* Experimente:
Atualize o trecho do texto sobre o carnaval do Rio de Janeiro que se inicia pelas palavras "Desde os primeiros" e se encerra em "Exu e Oxóssi.", reproduzindo-o com "revolucionou" substituído por "transformou".

* Trecho do texto:
O carnaval do Rio de Janeiro é um dos maiores espetáculos culturais do mundo, e para muitos de seus protagonistas, a festa vai muito além da celebração: é uma forma de resistência, orgulho e transformação.

O carnavalesco e comentarista Milton Cunha descreve a manifestação como um culto aos orixás: “Dizem que é a gira do orixá, que por ser uma procissão negra, aquilo é misterioso e feiticeiro. Então, falam que quando os orixás se juntam pra dizer ‘é agora’, você tem a excitação da plateia, como foi Kizomba [Vila Isabel, 1988] e Ita do Norte [Salgueiro, 1993]. Parece que de vez em quando a mágica se dá e a loucura se estabelece”, conta Milton.

Desde os primeiros desfiles, nos anos 1930, temas ligados à negritude ganharam destaque, resgatando histórias esquecidas ou silenciadas. Em 1960, por exemplo, a Acadêmicos do Salgueiro revolucionou o carnaval ao trazer o enredo “Quilombo dos Palmares,” marcando a primeira abordagem explícita sobre a resistência negra no desfile. Essa inovação abriu as portas para que outras escolas exaltassem figuras como Xica da Silva, Chico Rei e até entidades religiosas africanas, como Exu e Oxóssi.

* Material fornecido:

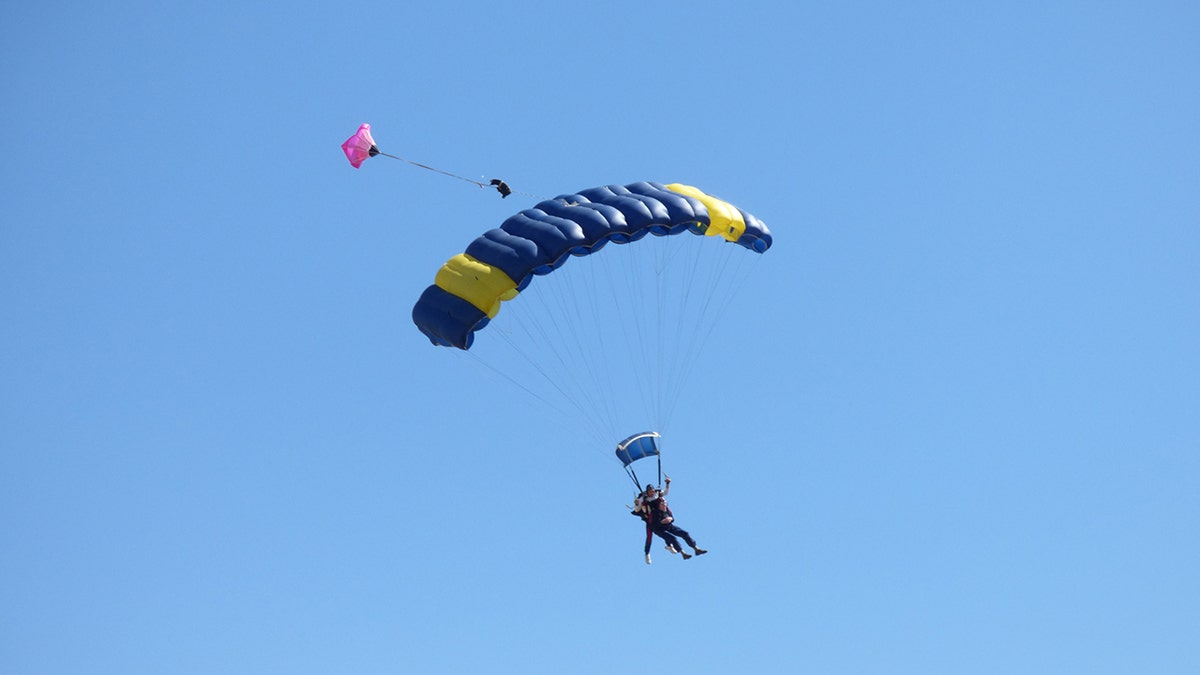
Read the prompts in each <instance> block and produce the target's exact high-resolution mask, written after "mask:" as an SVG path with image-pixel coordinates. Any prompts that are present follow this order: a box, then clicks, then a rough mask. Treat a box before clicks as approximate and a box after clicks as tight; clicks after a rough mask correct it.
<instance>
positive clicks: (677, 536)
mask: <svg viewBox="0 0 1200 675" xmlns="http://www.w3.org/2000/svg"><path fill="white" fill-rule="evenodd" d="M646 488H647V489H646V491H644V492H642V506H643V508H646V509H647V513H648V514H649V522H648V527H649V528H650V530H652V531H653V532H654V533H655V534H658V536H659V537H662V539H664V540H666V542H667V550H668V551H671V552H673V554H674V552H678V554H682V555H683V558H684V560H690V558H691V555H689V554H688V552H685V551H684V550H683V548H680V546H679V542H678V540H674V542H673V543H672V540H671V539H674V537H679V538H682V539H683V540H684V542H688V545H689V546H691V550H694V551H695V555H704V554H707V552H708V551H707V550H706V549H702V548H700V546H697V545H696V540H695V539H692V538H691V534H689V533H688V531H686V530H684V528H682V527H679V526H678V525H676V524H674V514H673V513H671V507H668V506H667V500H666V496H667V494H668V492H670V491H671V477H670V476H668V477H667V478H666V488H664V490H662V491H661V492H660V491H658V490H655V489H654V486H653V485H647V486H646ZM668 536H670V537H671V539H667V537H668ZM646 548H647V562H649V560H648V558H649V540H648V539H647V544H646Z"/></svg>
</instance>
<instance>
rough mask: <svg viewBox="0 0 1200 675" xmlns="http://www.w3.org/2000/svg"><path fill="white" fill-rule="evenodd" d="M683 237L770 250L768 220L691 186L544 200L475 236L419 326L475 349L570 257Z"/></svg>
mask: <svg viewBox="0 0 1200 675" xmlns="http://www.w3.org/2000/svg"><path fill="white" fill-rule="evenodd" d="M683 232H690V233H692V234H707V235H713V237H718V235H719V237H722V238H725V239H726V240H727V241H731V243H734V244H738V245H740V246H744V247H745V249H749V250H751V251H755V252H757V253H762V252H766V251H767V249H769V247H770V244H772V238H770V232H769V231H768V229H767V226H766V225H763V222H762V221H760V220H758V219H756V217H755V216H752V215H751V214H748V213H745V211H743V210H740V209H738V208H737V207H734V205H732V204H730V203H728V202H724V201H721V199H718V198H716V197H712V196H709V195H706V193H703V192H701V191H700V190H697V189H695V187H691V186H688V185H679V184H671V185H661V184H658V183H634V184H630V185H625V186H620V185H610V186H607V187H593V189H589V190H583V191H581V192H578V193H576V195H564V196H560V197H558V198H556V199H547V201H544V202H539V203H538V204H536V205H535V207H534V208H532V209H526V210H523V211H521V213H518V214H516V215H514V216H511V217H509V219H508V220H505V221H504V222H503V223H502V225H500V227H499V228H496V229H490V231H487V232H485V233H484V234H482V235H481V237H479V238H476V239H475V240H474V241H472V243H470V245H469V246H467V250H466V251H464V252H463V253H460V255H457V256H455V257H454V258H451V259H450V261H448V262H446V263H445V264H444V265H443V267H442V269H440V270H439V271H438V274H437V277H436V279H434V282H433V285H432V286H430V287H428V288H426V289H425V292H424V293H421V297H420V299H419V300H418V301H416V305H415V306H414V307H413V322H414V323H415V324H416V327H418V328H419V329H420V330H421V333H424V334H425V335H426V336H427V337H428V339H430V341H431V342H433V344H434V345H442V346H446V347H457V348H460V350H469V348H470V345H472V342H473V341H474V334H475V331H478V330H481V329H482V328H484V327H486V325H487V323H488V321H490V319H491V318H494V317H496V313H497V312H498V311H499V307H500V303H502V301H504V300H511V299H512V298H515V297H516V295H517V293H520V292H521V291H523V289H524V288H526V287H527V286H528V285H529V282H530V281H532V279H533V276H534V275H545V274H550V273H551V271H553V270H556V269H558V268H559V267H562V265H563V263H565V262H566V261H568V258H569V257H570V256H588V255H592V253H593V252H596V251H599V250H600V249H602V247H604V246H605V245H606V244H607V243H608V241H613V243H616V244H629V243H631V241H637V240H638V239H642V238H643V237H646V235H647V234H654V235H658V237H666V235H672V234H679V233H683Z"/></svg>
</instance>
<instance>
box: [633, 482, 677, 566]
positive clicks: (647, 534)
mask: <svg viewBox="0 0 1200 675" xmlns="http://www.w3.org/2000/svg"><path fill="white" fill-rule="evenodd" d="M652 494H653V495H655V497H654V498H658V496H656V495H658V490H655V489H654V485H650V484H647V485H646V491H644V492H640V494H638V495H637V497H636V498H635V500H634V510H631V512H629V513H631V514H634V515H636V516H638V518H641V519H642V521H643V522H646V551H644V552H646V565H650V543H652V542H653V540H654V534H658V536H659V537H660V538H661V539H662V540H664V542H666V544H667V550H668V551H671V552H678V551H679V540H678V539H676V538H674V534H672V533H670V532H655V531H654V526H653V525H652V520H650V507H649V506H648V504H647V502H648V500H647V495H652ZM684 556H686V557H691V556H689V555H688V554H684ZM686 557H685V560H686Z"/></svg>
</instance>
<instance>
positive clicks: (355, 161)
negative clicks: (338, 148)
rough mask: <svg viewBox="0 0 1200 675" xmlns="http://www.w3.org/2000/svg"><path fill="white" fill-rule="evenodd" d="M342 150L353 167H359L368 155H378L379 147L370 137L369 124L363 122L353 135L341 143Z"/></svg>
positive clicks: (369, 128)
mask: <svg viewBox="0 0 1200 675" xmlns="http://www.w3.org/2000/svg"><path fill="white" fill-rule="evenodd" d="M342 151H344V153H346V159H347V160H350V166H352V167H354V168H359V167H361V166H362V162H365V161H367V159H368V157H373V156H376V155H378V154H379V148H377V147H376V144H374V138H371V125H370V124H364V125H362V126H360V127H359V130H358V131H356V132H355V133H354V136H352V137H349V138H347V139H346V143H342Z"/></svg>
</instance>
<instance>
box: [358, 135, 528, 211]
mask: <svg viewBox="0 0 1200 675" xmlns="http://www.w3.org/2000/svg"><path fill="white" fill-rule="evenodd" d="M342 151H343V153H346V159H347V160H350V166H352V167H354V168H359V167H361V166H362V162H365V161H367V160H368V159H371V157H373V156H376V155H383V156H384V157H391V159H394V160H400V161H402V162H408V163H410V165H413V166H414V167H421V168H422V169H427V171H432V172H436V173H440V174H442V175H449V177H450V178H457V179H458V180H466V181H467V183H470V184H472V185H478V186H480V187H493V189H496V191H497V192H499V193H500V197H508V196H509V195H511V193H512V189H511V187H509V185H508V184H506V183H504V181H503V180H500V179H498V178H493V179H492V180H491V181H490V183H482V181H480V180H473V179H470V178H467V177H463V175H458V174H455V173H450V172H448V171H442V169H439V168H434V167H431V166H427V165H422V163H420V162H414V161H413V160H406V159H404V157H397V156H396V155H389V154H388V153H382V151H380V150H379V147H378V145H376V144H374V138H371V125H370V124H364V125H362V126H360V127H359V130H358V131H356V132H354V136H352V137H349V138H347V139H346V143H342ZM522 195H527V196H529V197H536V195H529V193H528V192H522Z"/></svg>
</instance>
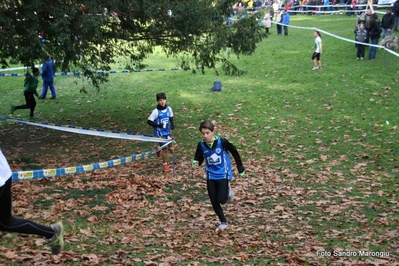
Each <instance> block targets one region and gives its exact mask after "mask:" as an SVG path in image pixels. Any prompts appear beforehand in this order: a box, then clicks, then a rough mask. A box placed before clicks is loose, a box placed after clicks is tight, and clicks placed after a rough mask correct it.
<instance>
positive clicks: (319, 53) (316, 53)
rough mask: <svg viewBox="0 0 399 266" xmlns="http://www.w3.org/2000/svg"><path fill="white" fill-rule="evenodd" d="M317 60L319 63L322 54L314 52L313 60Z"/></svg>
mask: <svg viewBox="0 0 399 266" xmlns="http://www.w3.org/2000/svg"><path fill="white" fill-rule="evenodd" d="M315 58H316V59H317V61H320V53H317V52H314V53H313V54H312V60H314V59H315Z"/></svg>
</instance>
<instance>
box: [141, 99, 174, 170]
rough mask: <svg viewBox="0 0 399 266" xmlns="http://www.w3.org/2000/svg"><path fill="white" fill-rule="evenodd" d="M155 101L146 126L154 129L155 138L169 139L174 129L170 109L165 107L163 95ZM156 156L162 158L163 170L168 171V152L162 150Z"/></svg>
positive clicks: (171, 113)
mask: <svg viewBox="0 0 399 266" xmlns="http://www.w3.org/2000/svg"><path fill="white" fill-rule="evenodd" d="M156 99H157V102H158V105H157V108H155V109H154V110H153V111H152V113H151V115H150V116H149V117H148V120H147V124H149V125H150V126H152V127H153V128H154V136H155V137H159V138H165V139H170V138H171V137H172V132H171V130H173V129H174V128H175V123H174V121H173V111H172V108H170V107H169V106H167V105H166V94H165V93H163V92H160V93H158V94H157V95H156ZM160 145H162V143H160ZM171 145H172V144H171ZM156 148H157V147H156ZM157 155H158V157H162V162H163V170H164V171H170V168H169V165H168V162H167V157H168V150H167V149H164V150H162V152H159V153H157Z"/></svg>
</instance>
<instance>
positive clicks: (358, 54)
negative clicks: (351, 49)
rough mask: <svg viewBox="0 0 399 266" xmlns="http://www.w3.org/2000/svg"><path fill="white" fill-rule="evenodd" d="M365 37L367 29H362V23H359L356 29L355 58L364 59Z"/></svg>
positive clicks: (367, 37) (362, 28) (363, 26)
mask: <svg viewBox="0 0 399 266" xmlns="http://www.w3.org/2000/svg"><path fill="white" fill-rule="evenodd" d="M367 39H368V37H367V31H366V30H365V29H364V23H360V24H359V29H358V30H356V41H357V42H358V43H357V45H356V56H357V58H356V59H357V60H359V59H364V51H365V48H366V47H365V45H364V44H363V43H366V42H367Z"/></svg>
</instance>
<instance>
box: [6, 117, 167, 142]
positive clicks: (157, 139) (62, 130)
mask: <svg viewBox="0 0 399 266" xmlns="http://www.w3.org/2000/svg"><path fill="white" fill-rule="evenodd" d="M0 120H8V121H12V122H17V123H22V124H27V125H33V126H39V127H44V128H50V129H55V130H60V131H66V132H72V133H78V134H85V135H91V136H98V137H106V138H116V139H126V140H139V141H147V142H157V143H165V142H168V141H169V140H167V139H163V138H156V137H152V136H147V135H135V134H134V133H121V132H117V131H108V130H103V129H93V128H86V127H75V126H70V125H60V124H50V123H35V122H30V121H26V120H22V119H13V118H9V117H0Z"/></svg>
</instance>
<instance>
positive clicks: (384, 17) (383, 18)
mask: <svg viewBox="0 0 399 266" xmlns="http://www.w3.org/2000/svg"><path fill="white" fill-rule="evenodd" d="M394 19H395V17H394V15H392V13H391V9H390V8H387V9H386V13H385V15H384V16H383V17H382V21H381V28H382V36H381V38H382V39H384V38H385V36H391V31H392V28H393V25H394V22H395V21H394Z"/></svg>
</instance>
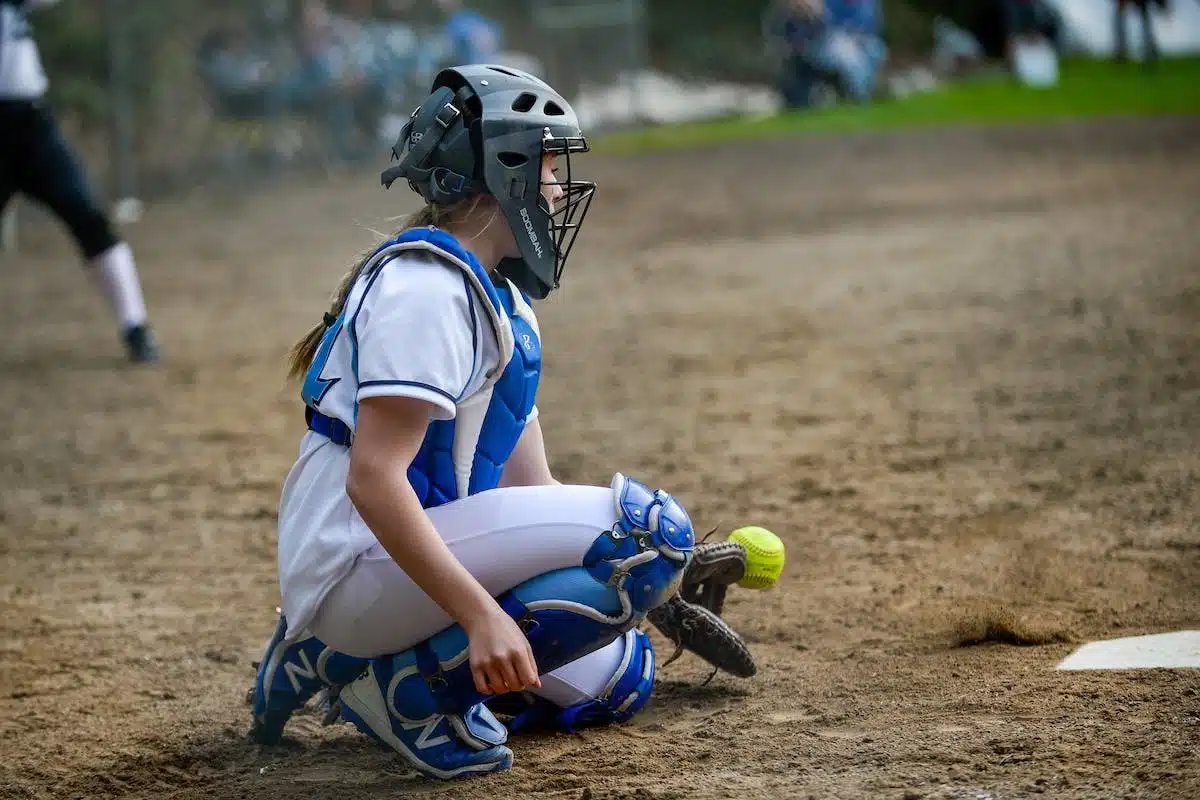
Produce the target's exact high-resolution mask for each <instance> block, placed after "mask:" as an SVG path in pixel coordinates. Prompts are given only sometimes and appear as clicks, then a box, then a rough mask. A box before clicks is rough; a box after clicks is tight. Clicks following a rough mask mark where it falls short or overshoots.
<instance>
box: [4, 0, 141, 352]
mask: <svg viewBox="0 0 1200 800" xmlns="http://www.w3.org/2000/svg"><path fill="white" fill-rule="evenodd" d="M55 2H58V0H0V213H2V212H4V209H5V206H6V205H7V204H8V200H10V199H12V197H13V196H14V194H16V193H18V192H20V193H23V194H26V196H29V197H30V198H32V199H35V200H37V201H38V203H41V204H42V205H44V206H47V207H48V209H50V211H53V212H54V213H55V215H56V216H58V217H59V218H60V219H61V221H62V223H64V224H65V225H66V227H67V229H68V230H70V231H71V236H72V237H73V239H74V242H76V247H77V248H78V251H79V254H80V255H82V257H83V260H84V263H85V264H86V267H88V272H89V273H90V275H91V276H92V277H94V278H95V281H96V283H98V284H100V288H101V290H102V291H103V293H104V295H106V297H107V299H108V301H109V303H110V305H112V308H113V315H114V317H115V318H116V323H118V325H119V326H120V330H121V339H122V341H124V342H125V348H126V350H127V353H128V356H130V359H131V360H133V361H136V362H151V361H157V360H158V345H157V343H156V342H155V337H154V333H152V332H151V330H150V325H149V323H148V321H146V307H145V301H144V299H143V296H142V283H140V281H139V278H138V270H137V266H136V265H134V261H133V252H132V251H131V249H130V246H128V243H126V242H124V241H121V239H120V237H119V236H118V234H116V231H115V230H114V229H113V223H112V221H110V219H109V218H108V215H107V213H106V212H104V211H103V209H101V207H100V204H97V203H96V199H95V198H94V197H92V196H91V190H90V188H89V186H88V179H86V176H85V175H84V172H83V167H80V164H79V162H78V160H77V157H76V155H74V154H73V152H72V150H71V148H70V145H67V143H66V142H65V140H64V138H62V133H61V132H60V131H59V126H58V122H56V121H55V119H54V115H53V114H52V112H50V109H49V107H48V106H47V104H46V100H44V95H46V90H47V88H48V84H49V82H48V80H47V77H46V71H44V70H43V68H42V61H41V56H40V55H38V52H37V43H36V42H35V41H34V36H32V31H31V29H30V25H29V20H28V18H26V16H25V12H26V11H29V10H30V8H36V7H40V6H50V5H54V4H55Z"/></svg>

* Resultado esperado:
Desde os primeiros desfiles, nos anos 1930, temas ligados à negritude ganharam destaque, resgatando histórias esquecidas ou silenciadas. Em 1960, por exemplo, a Acadêmicos do Salgueiro transformou o carnaval ao trazer o enredo “Quilombo dos Palmares,” marcando a primeira abordagem explícita sobre a resistência negra no desfile. Essa inovação abriu as portas para que outras escolas exaltassem figuras como Xica da Silva, Chico Rei e até entidades religiosas africanas, como Exu e Oxóssi.